Arbeitsauftrag 1:
Prüfe anhand des Übungstexts, ob die Aussagen (a) bis (c) zutreffen. Antworte jeweils mit Ja oder Nein und zitiere die entscheidenden Worte wörtlich.
(a) Die Studie wurde an mehreren Kliniken durchgeführt.
(b) Die Teilnehmer der Kontrollgruppe erhielten die übliche Versorgung.
(c) Die Kosten der Krankenhausaufenthalte wurden aus den Patientenangaben geschätzt.
Arbeitsauftrag 2:
Beantworte mithilfe des Übungstexts diese Fragen kurz:
(a) Wie viele Patienten wurden rekrutiert?
(b) Wie oft wurden der Gesundheitszustand und die Inanspruchnahme von Gesundheitsleistungen erfragt?
(c) Wann wurden die sekundären Zielkriterien erhoben?
Arbeitsauftrag 3:
Zähle alle sekundären Zielkriterien auf, die der Übungstext nennt.

Übungstext:
↓
Gesundheitsökonomische Analyse eines Case-Managementprogramms bei älteren Herzinfarktpatienten (KORINNA-Studie)

Prof. Dr. Reiner Leidl, Prof. Dr. Rolf Holle, Helmholtz Zentrum München - Deutsches Forschungszentrum für Gesundheit und Umwelt, Institut für Gesundheitsökonomie und Management im Gesundheitswesen (IGM):

Ziel

Im Rahmen einer randomisierten Interventionsstudie sollte untersucht werden, ob sich bei älteren Patienten mit akutem Herzinfarkt durch ein risikoadaptiertes Case-Management Rehospitalisierungen vermeiden lassen und mit welchen Kosten bzw. Einsparungen dies ggf. verbunden ist.

Methodik

In der monozentrischen Studie wurden 340 Patienten mit akutem Herzinfarkt und Alter ab 65 Jahren im Klinikum Augsburg rekrutiert und per Zufall der Interventions- bzw. Kontrollgruppe zugewiesen. In der Interventionsgruppe erhielten die Patienten über ein Jahr einen oder bei Bedarf mehrere Hausbesuche durch geschultes Personal sowie vierteljährliche telefonische Beratungen, die Teilnehmer in der Kontrollgruppe erhielten die übliche Versorgung. In beiden Gruppen wurden der Gesundheitszustand und die Inanspruchnahme von Gesundheitsleistungen alle drei Monate telefonisch erfragt.

Primäres Zielkriterium war die Zeit ab Entlassung vom Basisaufenthalt bis zur ersten ungeplanten Rehospitalisierung (bzw. bis zum Tod außerhalb des Krankenhauses). Sekundäre Zielkriterien, wie klinische Messparameter, Funktionsfähigkeit, Depressivität und gesundheitsbezogene Lebensqualität wurden bei der Untersuchung nach einem Jahr erhoben. Kosten der Krankenhausaufenthalte wurden aus den administrativen Daten ermittelt, alle anderen Kosten wurden aus den Patientenangaben nach dem Unit Cost-Ansatz geschätzt. Für die gesundheitsökonomische Analyse wurde die Kostendifferenz zwischen den Interventionen in Relation zur Differenz der qualitätsadjustierten Lebensjahre (QALYs) gesetzt.
↑
Angezeigte Zeilen:
↓
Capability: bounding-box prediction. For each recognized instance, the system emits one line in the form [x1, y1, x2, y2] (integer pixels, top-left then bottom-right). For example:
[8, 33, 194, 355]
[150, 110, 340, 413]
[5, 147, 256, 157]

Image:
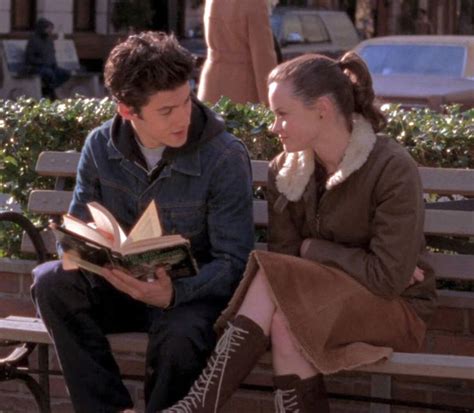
↑
Lösung 1:
(a) Nein: „In der monozentrischen Studie“
(b) Ja: „die Teilnehmer in der Kontrollgruppe erhielten die übliche Versorgung“
(c) Nein: „Kosten der Krankenhausaufenthalte wurden aus den administrativen Daten ermittelt“

Lösung 2:
(a) 340 Patienten
(b) Alle drei Monate, telefonisch
(c) Bei der Untersuchung nach einem Jahr

Lösung 3:
Klinische Messparameter, Funktionsfähigkeit, Depressivität, gesundheitsbezogene Lebensqualität